冠水した商店内を掃除する女性=10日午後5時25分、佐用町久崎(撮影・斎藤雅志)

冠水した商店内を掃除する女性=10日午後5時25分、佐用町久崎(撮影・斎藤雅志)

 泥だらけになった商品が道路に積み上げられていた。8月、兵庫県西、北部豪雨に見舞われた佐用町の佐用商店街。商店会長の粂田英男さん(59)が営む食料品店も、床上1・2メートルまで浸水し、1台約100万円の大型冷蔵庫7台が廃品になった。

 しかし、被災者生活再建支援法に基づく最高300万円の支援金や県、町の見舞金などは支給されなかった。いずれも住宅の被害が対象で、店舗は対象外。加えて粂田さんの住居は店の2階にあり、住宅被害は床下浸水と認定され、支給の対象外とされたからだ。

 被災前から人口減少などで売り上げは低迷。後継者もいない。「店を直さなければ、生活は成り立たない。しかし、わずかな保険金では資金が足りず、この年で借金するのも難しい」。父親から継いだ店だが、「廃業」の2文字が脳裏をよぎった。

 「15年前と同じや」

_指示 1_.
本文によると、粂田さんの営む食料品店は床上何メートルまで浸水したか。
_指示 2_.
本文の「泥だらけになった商品が道路に」から「支給の対象外とされたからだ。」までの部分を、「大型冷蔵庫」を「業務用冷蔵庫」に置き換えて書き直せ。
_指示 3_.
次の（a）〜（c）が本文の内容と合っているか、それぞれ「はい」か「いいえ」で答え、決め手となる本文の語句をそのまま引用せよ。
（a）粂田さんの住居は店の2階にある。
（b）被災者生活再建支援法に基づく支援金は、店舗の被害も対象になる。
（c）粂田さんの店には後継者がいる。

(座標アノテーション記録)
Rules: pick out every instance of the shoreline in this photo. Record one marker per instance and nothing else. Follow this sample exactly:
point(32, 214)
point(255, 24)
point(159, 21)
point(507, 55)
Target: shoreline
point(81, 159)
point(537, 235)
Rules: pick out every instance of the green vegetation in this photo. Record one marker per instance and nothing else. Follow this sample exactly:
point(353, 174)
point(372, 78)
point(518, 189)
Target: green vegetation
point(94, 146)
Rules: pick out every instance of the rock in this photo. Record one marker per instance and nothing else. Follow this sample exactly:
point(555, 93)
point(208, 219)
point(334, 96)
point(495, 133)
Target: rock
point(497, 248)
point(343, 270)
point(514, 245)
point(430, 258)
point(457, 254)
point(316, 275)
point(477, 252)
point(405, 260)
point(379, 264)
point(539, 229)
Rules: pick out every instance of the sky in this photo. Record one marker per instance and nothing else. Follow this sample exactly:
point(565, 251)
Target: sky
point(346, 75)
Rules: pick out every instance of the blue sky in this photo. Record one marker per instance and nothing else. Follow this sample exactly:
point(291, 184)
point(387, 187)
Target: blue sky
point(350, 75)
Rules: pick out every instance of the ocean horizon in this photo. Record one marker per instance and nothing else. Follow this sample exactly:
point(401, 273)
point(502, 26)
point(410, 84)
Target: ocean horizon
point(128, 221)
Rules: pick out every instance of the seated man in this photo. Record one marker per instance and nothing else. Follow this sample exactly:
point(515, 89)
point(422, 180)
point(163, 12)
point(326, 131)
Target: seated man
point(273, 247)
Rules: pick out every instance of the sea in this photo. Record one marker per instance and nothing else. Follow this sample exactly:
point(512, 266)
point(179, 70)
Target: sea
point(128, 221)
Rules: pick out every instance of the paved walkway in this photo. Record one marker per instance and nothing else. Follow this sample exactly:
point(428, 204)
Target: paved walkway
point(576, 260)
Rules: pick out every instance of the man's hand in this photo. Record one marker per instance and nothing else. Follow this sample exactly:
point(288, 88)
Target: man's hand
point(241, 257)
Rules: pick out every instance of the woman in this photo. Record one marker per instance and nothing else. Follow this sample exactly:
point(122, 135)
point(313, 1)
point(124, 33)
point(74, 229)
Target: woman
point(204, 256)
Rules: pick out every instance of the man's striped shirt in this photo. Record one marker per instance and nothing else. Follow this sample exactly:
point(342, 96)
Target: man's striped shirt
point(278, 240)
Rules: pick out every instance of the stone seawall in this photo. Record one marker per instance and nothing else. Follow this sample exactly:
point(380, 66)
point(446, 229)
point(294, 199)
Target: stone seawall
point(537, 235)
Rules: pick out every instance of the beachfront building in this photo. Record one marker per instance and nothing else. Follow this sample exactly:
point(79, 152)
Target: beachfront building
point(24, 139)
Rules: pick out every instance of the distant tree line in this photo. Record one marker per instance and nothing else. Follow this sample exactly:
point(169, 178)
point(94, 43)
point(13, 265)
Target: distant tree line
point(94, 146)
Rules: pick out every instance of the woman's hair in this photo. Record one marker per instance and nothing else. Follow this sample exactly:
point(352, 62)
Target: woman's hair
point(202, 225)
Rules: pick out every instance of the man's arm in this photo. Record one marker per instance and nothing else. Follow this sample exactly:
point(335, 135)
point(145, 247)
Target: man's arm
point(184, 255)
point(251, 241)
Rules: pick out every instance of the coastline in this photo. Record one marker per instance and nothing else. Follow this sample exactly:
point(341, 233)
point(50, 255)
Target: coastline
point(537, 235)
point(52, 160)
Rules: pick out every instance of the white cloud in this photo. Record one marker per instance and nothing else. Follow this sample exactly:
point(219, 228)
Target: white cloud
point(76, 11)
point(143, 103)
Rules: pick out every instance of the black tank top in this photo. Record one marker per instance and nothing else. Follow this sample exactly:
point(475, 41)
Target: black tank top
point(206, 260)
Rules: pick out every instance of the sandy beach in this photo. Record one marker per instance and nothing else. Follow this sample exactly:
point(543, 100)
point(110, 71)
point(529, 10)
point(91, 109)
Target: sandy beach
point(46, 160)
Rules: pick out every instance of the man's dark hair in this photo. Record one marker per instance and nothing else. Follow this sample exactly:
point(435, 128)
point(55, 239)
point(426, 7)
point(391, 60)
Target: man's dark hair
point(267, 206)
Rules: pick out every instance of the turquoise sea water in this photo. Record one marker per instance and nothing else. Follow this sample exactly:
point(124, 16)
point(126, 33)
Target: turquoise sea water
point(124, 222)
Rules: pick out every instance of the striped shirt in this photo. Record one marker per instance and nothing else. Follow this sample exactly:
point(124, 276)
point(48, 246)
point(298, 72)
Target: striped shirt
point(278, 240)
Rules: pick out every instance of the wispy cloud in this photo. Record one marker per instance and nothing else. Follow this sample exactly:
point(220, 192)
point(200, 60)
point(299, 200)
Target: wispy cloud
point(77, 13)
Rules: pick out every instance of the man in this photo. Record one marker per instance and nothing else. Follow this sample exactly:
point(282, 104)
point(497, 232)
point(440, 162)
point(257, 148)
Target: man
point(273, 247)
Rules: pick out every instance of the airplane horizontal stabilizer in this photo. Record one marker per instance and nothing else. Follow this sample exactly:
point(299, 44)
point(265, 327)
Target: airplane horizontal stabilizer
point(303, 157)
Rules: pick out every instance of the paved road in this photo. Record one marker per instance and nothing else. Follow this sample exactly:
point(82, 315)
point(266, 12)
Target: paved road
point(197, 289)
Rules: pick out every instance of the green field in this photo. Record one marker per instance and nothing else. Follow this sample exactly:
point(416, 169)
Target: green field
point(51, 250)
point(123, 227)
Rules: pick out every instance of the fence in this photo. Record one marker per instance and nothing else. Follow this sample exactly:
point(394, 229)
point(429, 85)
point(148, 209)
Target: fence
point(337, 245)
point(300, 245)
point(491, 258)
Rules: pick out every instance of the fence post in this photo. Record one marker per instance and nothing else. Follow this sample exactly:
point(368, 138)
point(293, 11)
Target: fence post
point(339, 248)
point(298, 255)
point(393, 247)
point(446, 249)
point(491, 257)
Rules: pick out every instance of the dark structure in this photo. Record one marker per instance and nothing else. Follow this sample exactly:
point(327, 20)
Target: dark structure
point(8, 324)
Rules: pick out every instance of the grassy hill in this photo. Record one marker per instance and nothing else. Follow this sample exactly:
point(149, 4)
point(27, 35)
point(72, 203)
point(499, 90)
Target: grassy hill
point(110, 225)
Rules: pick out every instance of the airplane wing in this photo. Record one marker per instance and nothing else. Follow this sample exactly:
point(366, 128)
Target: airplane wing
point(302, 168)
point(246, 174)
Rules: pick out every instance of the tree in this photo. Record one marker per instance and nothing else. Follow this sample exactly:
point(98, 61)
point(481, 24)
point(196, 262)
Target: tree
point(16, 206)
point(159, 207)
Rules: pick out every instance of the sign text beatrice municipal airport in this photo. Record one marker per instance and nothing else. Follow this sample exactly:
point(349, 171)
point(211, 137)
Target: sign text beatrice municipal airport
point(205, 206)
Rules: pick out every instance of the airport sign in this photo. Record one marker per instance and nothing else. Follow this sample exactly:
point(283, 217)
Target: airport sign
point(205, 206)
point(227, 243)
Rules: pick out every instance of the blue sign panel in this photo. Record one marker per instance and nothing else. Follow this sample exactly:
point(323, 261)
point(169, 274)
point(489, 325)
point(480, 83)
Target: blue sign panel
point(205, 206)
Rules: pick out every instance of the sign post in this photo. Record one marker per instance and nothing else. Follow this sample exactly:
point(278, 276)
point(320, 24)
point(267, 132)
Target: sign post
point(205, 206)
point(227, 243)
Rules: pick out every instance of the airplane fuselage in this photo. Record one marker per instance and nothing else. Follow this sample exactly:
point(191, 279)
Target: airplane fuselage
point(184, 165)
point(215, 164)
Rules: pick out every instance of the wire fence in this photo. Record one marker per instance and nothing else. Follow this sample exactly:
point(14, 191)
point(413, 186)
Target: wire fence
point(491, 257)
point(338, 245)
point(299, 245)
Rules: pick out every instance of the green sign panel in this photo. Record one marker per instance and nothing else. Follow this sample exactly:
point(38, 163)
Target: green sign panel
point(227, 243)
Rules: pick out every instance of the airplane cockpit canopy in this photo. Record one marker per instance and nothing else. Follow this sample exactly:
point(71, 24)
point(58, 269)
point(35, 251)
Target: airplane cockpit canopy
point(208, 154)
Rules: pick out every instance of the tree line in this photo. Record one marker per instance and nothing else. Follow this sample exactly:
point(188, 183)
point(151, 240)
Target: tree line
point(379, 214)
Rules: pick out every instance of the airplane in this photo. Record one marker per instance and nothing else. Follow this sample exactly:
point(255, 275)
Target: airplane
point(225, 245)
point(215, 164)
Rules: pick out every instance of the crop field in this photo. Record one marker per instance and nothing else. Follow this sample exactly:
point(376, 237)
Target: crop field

_正解 1_.
床上1・2メートルまで浸水した。

_正解 2_.
泥だらけになった商品が道路に積み上げられていた。8月、兵庫県西、北部豪雨に見舞われた佐用町の佐用商店街。商店会長の粂田英男さん(59)が営む食料品店も、床上1・2メートルまで浸水し、1台約100万円の業務用冷蔵庫7台が廃品になった。

 しかし、被災者生活再建支援法に基づく最高300万円の支援金や県、町の見舞金などは支給されなかった。いずれも住宅の被害が対象で、店舗は対象外。加えて粂田さんの住居は店の2階にあり、住宅被害は床下浸水と認定され、支給の対象外とされたからだ。

_正解 3_.
（a）はい。「粂田さんの住居は店の2階にあり」
（b）いいえ。「いずれも住宅の被害が対象で、店舗は対象外。」
（c）いいえ。「後継者もいない。」